* _Requirement A_
Please rewrite the part of the fraud detection tutorial that opens with the words containing "The boosted tree" and closes with "the PaySim simulator.", replacing "boosted tree model" with "gradient boosted tree model".
* _Requirement B_
According to the fraud detection tutorial, why does it use a synthetic dataset?

* _Excerpted text_
========================

Detecting anomalies in financial transactions by using AI Platform, Dataflow, and BigQuery

This tutorial shows you how to implement an anomaly detection application that identifies fraudulent transactions by using a boosted tree model.

This tutorial is intended for developers, data engineers and data scientists, and assumes that you have basic knowledge of the following:

  • Machine learning model development with TensorFlow and Python
  • Standard SQL
  • Dataflow pipelines built using the Apache Beam Java SDK

Architecture

The sample application consists of the following components:

  • A boosted tree model developed using TensorFlow and deployed to AI Platform.
  • A Dataflow pipeline that completes the following tasks:

    • Publishes transaction data from a Cloud Storage bucket to a Pub/Sub topic, then reads that data as a stream from a Pub/Sub subscription to that topic.
    • Gets fraud likelihood estimates for each transaction by using the Apache Beam Timer API to micro-batch calls to the AI Platform prediction API.
    • Writes transaction data and fraud likelihood data to BigQuery tables for analysis.

The following diagram illustrates the architecture of the anomaly detection solution:

Diagram showing the architecture of the anomaly detection solution.

Dataset

The boosted tree model used in this tutorial is trained on the Synthetic Financial Dataset For Fraud Detection from Kaggle. This dataset was generated using the PaySim simulator.

We use a synthetic dataset because there are few financial datasets appropriate for fraud detection, and those that exist often contain personally identifiable information (PII) that needs to be anonymized.

========================

* _Data excerpts_
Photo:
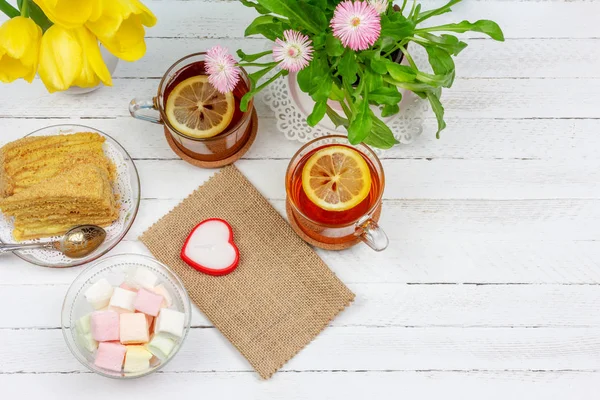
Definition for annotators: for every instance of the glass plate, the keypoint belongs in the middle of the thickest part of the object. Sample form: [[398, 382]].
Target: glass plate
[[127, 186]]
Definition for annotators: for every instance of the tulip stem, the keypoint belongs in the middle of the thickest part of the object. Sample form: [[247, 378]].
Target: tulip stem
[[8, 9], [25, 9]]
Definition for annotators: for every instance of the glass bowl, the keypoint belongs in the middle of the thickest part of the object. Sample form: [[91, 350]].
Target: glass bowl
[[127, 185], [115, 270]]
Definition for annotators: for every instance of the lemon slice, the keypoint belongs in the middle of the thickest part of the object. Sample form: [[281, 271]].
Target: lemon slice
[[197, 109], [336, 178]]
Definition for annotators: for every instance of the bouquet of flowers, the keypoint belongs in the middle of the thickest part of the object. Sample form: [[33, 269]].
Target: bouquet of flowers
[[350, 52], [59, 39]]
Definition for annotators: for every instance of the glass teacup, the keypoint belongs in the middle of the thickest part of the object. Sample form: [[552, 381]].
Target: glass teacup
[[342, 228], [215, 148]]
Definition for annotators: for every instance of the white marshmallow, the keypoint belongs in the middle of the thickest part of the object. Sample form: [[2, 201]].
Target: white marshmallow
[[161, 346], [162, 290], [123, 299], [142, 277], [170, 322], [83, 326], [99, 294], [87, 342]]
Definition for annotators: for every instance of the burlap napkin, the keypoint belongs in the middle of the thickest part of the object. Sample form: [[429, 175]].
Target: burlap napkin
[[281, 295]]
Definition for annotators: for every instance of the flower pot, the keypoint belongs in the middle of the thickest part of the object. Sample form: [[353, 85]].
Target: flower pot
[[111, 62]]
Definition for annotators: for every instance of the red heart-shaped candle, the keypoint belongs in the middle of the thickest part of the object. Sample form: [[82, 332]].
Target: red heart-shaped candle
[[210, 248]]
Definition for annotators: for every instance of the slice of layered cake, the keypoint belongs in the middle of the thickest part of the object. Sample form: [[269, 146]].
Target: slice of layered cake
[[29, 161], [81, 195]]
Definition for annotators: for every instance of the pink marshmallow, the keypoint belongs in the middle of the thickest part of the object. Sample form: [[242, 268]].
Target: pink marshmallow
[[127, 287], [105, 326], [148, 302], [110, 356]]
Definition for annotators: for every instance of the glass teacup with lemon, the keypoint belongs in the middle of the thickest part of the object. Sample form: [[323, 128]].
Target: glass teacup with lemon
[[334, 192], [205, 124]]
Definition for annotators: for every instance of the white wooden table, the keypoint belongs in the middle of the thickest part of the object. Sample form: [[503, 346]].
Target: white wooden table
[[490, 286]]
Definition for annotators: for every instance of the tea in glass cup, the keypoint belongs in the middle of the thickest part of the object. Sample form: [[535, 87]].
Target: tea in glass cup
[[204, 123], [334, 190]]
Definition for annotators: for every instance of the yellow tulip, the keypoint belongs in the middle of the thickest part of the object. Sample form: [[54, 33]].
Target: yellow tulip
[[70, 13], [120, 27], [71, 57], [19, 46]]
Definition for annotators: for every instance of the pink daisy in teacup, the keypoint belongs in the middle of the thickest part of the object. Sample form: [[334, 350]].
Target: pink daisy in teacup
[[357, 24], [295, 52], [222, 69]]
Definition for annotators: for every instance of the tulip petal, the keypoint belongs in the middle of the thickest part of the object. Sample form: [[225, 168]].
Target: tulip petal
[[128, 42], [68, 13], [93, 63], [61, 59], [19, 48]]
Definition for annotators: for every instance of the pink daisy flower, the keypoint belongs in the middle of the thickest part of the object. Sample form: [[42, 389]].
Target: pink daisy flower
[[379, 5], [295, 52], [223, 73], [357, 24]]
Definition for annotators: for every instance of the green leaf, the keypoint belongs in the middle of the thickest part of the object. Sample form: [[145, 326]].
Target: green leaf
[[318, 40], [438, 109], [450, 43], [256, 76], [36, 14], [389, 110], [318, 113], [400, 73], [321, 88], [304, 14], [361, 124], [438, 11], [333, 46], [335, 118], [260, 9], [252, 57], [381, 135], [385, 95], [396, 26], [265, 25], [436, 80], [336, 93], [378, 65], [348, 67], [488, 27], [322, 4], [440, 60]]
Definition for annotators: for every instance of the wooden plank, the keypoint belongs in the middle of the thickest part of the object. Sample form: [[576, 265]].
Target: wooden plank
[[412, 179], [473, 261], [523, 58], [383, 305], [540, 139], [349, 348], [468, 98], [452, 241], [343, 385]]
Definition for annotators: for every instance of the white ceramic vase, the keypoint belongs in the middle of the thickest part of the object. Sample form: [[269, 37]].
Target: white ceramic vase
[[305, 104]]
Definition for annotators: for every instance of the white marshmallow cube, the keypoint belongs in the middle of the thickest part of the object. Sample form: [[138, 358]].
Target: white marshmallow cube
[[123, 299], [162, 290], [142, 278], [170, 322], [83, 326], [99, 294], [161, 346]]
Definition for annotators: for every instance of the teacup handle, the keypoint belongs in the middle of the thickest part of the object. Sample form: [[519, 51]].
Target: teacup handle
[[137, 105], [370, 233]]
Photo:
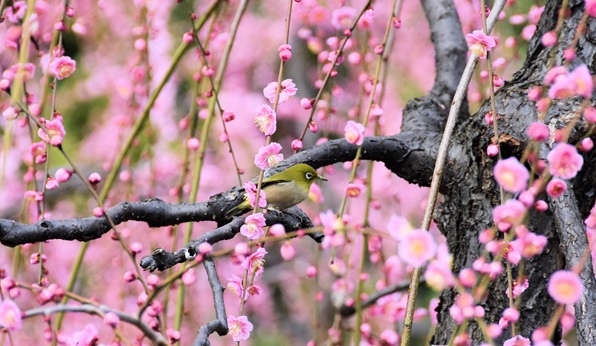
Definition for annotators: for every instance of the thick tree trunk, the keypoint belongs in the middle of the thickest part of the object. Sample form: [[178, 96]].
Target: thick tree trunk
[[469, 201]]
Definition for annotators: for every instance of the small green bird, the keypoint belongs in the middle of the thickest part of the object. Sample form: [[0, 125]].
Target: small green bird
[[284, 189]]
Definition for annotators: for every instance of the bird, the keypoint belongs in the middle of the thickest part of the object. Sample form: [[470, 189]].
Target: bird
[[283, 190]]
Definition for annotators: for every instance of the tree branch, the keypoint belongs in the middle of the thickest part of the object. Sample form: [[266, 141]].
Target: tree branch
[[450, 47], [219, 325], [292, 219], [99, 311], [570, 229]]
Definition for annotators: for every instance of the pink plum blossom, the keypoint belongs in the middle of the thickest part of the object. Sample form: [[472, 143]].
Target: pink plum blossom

========================

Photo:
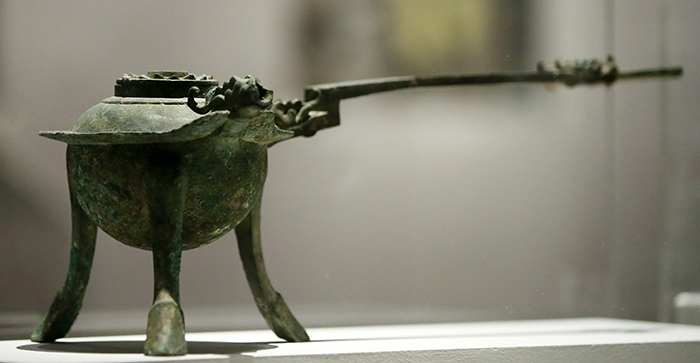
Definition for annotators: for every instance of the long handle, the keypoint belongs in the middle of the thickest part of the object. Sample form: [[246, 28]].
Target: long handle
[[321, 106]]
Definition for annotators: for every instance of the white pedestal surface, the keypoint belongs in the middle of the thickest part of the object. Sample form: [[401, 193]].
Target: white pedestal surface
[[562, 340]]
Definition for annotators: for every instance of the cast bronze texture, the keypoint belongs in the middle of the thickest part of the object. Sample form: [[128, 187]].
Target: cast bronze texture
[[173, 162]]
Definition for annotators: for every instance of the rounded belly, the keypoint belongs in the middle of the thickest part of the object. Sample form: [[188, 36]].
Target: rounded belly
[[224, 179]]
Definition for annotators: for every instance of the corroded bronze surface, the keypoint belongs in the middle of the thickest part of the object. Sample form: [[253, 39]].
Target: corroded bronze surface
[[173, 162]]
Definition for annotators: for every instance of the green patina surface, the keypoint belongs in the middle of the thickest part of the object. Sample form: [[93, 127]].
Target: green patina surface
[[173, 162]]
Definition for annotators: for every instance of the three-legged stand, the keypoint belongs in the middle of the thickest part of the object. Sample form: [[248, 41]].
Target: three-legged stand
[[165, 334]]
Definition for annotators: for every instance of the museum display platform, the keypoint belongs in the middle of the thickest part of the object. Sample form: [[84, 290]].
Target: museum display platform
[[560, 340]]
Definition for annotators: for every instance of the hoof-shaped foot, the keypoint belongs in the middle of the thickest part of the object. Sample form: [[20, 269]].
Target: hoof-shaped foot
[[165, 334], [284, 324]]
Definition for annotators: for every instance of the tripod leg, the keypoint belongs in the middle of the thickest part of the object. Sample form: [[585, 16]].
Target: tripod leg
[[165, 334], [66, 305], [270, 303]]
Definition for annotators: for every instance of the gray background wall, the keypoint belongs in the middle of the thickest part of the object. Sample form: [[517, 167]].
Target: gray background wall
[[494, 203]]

========================

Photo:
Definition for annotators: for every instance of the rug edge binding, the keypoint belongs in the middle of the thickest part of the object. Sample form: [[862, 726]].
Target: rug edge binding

========================

* _Written response A_
The gradient boosted tree model used in this tutorial is trained on the Synthetic Financial Dataset For Fraud Detection from Kaggle. This dataset was generated using the PaySim simulator.

* _Written response B_
Few financial datasets are appropriate for fraud detection. The ones that exist often contain personally identifiable information (PII) that needs to be anonymized.